● **CONSIGNE 1**
D’après le récit sur Pordic, les affirmations (a), (b) et (c) sont-elles exactes ? (a) Le bus Dix a trois terminus différents. (b) Près de la plage du Petit Havre, on trouve de quoi s’asseoir. (c) Le trajet jusqu’au bourg se fait à pied. Répondez par oui ou non et citez à l’identique les mots du récit qui tranchent.
● **CONSIGNE 2**
Recopiez sans rien changer le passage du récit sur Pordic qui débute aux mots « Saint-Brieuc (dix-sept) : Pordic » et s’arrête après « Bar La Passerelle. ».

● **TEXTE**
===
Saint-Brieuc (dix-sept) : Pordic

18 septembre 2025


Compliqué, le réseau des bus Tub à Saint-Brieuc, il y a ceux que l’on prend à la Gare Ferroviaire, ceux que l’on prend de l’autre côté de la passerelle à la Gare Routière, ceux que l’on prend au Centre Commercial Les Champs et d’autres qui partent de rues et de boulevards improbables, comme le Dix que je veux prendre ce mercredi pour aller au Petit Havre (commune de Pordic). De plus, avec ce Dix, il faut veiller à choisir le bon car il y a trois terminus différents. Le mien de terminus est L’Herminier, l’horaire : neuf heures dix, le point de départ : rue du Combat des Trente. Un lieu que je rejoins pédestrement après mon petit-déjeuner, un combo Pôse de Valentine Bar La Passerelle.
En chemin, la voix du bus annonce « Prochain arrêt : Avenir » (il y en a donc encore un) puis un arrêt Aldo Moro. Je descends à l’avant-dernier, Petit Havre, puis prends la route du Petit Havre qui descend rudement vers la plage du Petit Havre. La mer est visible, bleue comme il faut, plus lointaine qu’elle n’a l’air.
J’y arrive enfin. Cette plage est coincée entre deux pointes rocheuses. Le Géherre est ardu à cet endroit. Je m’y risque vers la Pointe de Pordic, attaque une première volée de marches en bois abîmées, puis une seconde en pire état et ça monte encore. Je renonce et ai un peu de mal à redescendre ces escaliers.
Il n’y a rien pour s’asseoir près de la plage. Je remonte, ce qui est déjà épuisant, à l’arrêt de bus, un simple poteau. Le prochain Dix de retour est à onze heures cinquante-cinq et il est dix heures et quart. Le centre du bourg est trop loin pour y aller à pied. Je reprends la marche jusqu’au terminus L’Herminier. J’y trouve un abribus avec un banc et des toilettes. De quoi survivre.
Je suis en train d’écrire cela et prêt à lire longuement sous cet abri quand la barrière de la maison d’en face s’ouvre. Un homme de mon âge s’apprête à sortir sa voiture. Je traverse, lui explique mon problème et lui demande s’il peut m’emmener au bourg. Il accepte et me voilà sauvé.
Je le remercie bien quand nous arrivons au pied de l’église. Un café est à côté, le bien nommé Bar L’Arrivée. Lui ira après ses courses. J’y vais sans attendre. « Vous écrivez vos mémoires ? » me demande l’homme qui boit une bière à la table d’à côté et dont la vêture est originale ou excentrique (comme on voudra). Souvent, j’envoie balader quand on me pose ce genre de question mais là non. « Je raconte mon voyage », lui dis-je.
===
● **LISTE FOURNIE**
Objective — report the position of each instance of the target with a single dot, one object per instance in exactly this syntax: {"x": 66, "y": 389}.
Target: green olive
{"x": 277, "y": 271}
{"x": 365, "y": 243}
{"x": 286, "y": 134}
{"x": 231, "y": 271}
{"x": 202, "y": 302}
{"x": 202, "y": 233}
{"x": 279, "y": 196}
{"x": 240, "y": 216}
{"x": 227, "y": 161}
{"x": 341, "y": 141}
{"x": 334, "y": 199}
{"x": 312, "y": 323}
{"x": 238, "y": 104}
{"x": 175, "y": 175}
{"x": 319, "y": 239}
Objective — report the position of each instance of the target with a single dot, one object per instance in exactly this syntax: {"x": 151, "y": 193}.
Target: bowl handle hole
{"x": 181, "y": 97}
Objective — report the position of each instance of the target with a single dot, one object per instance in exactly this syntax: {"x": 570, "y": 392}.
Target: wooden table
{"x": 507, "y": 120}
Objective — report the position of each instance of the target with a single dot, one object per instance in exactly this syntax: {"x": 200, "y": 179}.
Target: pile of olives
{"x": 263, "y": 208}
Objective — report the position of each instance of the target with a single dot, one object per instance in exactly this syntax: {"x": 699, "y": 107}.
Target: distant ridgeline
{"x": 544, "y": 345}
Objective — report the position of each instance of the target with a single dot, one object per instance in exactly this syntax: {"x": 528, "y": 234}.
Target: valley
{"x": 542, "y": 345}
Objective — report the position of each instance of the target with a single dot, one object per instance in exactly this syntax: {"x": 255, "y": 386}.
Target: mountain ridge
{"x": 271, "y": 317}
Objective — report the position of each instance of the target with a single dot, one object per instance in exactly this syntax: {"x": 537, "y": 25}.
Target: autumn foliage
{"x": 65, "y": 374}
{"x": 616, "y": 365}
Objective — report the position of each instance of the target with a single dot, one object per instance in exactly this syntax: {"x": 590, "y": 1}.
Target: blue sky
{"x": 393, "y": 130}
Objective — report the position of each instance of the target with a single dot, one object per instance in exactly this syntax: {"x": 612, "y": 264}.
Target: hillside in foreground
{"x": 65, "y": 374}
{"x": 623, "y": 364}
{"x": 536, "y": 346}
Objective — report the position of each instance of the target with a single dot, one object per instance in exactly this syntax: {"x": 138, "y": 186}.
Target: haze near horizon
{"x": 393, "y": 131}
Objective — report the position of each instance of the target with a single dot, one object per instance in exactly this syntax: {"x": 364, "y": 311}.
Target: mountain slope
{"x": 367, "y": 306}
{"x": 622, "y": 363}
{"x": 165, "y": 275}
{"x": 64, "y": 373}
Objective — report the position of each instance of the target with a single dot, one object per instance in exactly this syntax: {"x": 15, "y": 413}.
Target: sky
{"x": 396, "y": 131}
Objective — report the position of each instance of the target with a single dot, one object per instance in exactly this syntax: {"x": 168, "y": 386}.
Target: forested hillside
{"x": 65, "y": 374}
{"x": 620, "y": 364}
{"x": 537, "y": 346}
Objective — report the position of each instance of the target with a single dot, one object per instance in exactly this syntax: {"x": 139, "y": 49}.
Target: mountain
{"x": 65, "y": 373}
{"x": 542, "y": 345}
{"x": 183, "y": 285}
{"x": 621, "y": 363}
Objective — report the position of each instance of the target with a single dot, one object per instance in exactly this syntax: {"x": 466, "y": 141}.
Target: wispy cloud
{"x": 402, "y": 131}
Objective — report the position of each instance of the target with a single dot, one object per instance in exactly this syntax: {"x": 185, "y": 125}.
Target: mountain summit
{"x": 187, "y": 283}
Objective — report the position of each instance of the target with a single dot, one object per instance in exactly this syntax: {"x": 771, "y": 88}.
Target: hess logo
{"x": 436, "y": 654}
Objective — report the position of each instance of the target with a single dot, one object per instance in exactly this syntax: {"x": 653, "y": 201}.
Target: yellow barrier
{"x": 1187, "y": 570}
===
● **RÉPONSE FINALE 1**
(a) Oui : « il y a trois terminus différents ».
(b) Non : « Il n’y a rien pour s’asseoir près de la plage. »
(c) Non : « lui demande s’il peut m’emmener au bourg. Il accepte ».

● **RÉPONSE FINALE 2**
Saint-Brieuc (dix-sept) : Pordic

18 septembre 2025


Compliqué, le réseau des bus Tub à Saint-Brieuc, il y a ceux que l’on prend à la Gare Ferroviaire, ceux que l’on prend de l’autre côté de la passerelle à la Gare Routière, ceux que l’on prend au Centre Commercial Les Champs et d’autres qui partent de rues et de boulevards improbables, comme le Dix que je veux prendre ce mercredi pour aller au Petit Havre (commune de Pordic). De plus, avec ce Dix, il faut veiller à choisir le bon car il y a trois terminus différents. Le mien de terminus est L’Herminier, l’horaire : neuf heures dix, le point de départ : rue du Combat des Trente. Un lieu que je rejoins pédestrement après mon petit-déjeuner, un combo Pôse de Valentine Bar La Passerelle.